#### WHAT NEEDS TO BE DONE
In the listing below, copy out word for word everything from the line containing "Point out every metal" down to the end of the listing, including both of those lines.

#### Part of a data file

☆ ☆ ☆ ☆ ☆ ☆ ☆

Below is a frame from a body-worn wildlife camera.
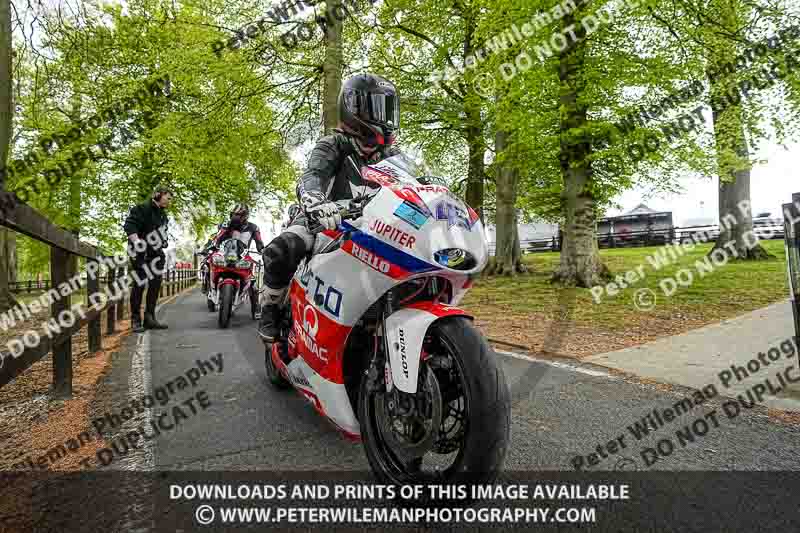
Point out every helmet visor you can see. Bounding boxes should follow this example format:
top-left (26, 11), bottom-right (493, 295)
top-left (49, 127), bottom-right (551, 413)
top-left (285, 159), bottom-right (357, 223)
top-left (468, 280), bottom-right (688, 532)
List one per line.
top-left (345, 91), bottom-right (400, 129)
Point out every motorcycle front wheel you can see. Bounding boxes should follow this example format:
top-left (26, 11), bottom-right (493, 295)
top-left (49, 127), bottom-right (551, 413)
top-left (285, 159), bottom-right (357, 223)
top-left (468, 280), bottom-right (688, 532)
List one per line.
top-left (359, 317), bottom-right (511, 504)
top-left (217, 285), bottom-right (236, 329)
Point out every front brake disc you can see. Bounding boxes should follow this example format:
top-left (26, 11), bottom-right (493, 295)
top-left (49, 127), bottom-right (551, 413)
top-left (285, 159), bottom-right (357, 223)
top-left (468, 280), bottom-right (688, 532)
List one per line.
top-left (375, 365), bottom-right (442, 462)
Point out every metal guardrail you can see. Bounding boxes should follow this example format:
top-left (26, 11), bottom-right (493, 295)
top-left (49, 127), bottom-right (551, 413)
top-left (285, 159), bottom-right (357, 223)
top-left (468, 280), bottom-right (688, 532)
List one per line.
top-left (489, 220), bottom-right (783, 255)
top-left (8, 268), bottom-right (197, 293)
top-left (0, 194), bottom-right (197, 398)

☆ ☆ ☆ ☆ ☆ ☆ ☆

#### FULL RESPONSE
Point out every metal guardrail you can see. Bounding boxes should follow this example format:
top-left (26, 11), bottom-right (493, 295)
top-left (49, 127), bottom-right (551, 413)
top-left (285, 159), bottom-right (357, 223)
top-left (468, 280), bottom-right (688, 532)
List one per line.
top-left (489, 220), bottom-right (783, 255)
top-left (8, 268), bottom-right (197, 293)
top-left (0, 194), bottom-right (197, 398)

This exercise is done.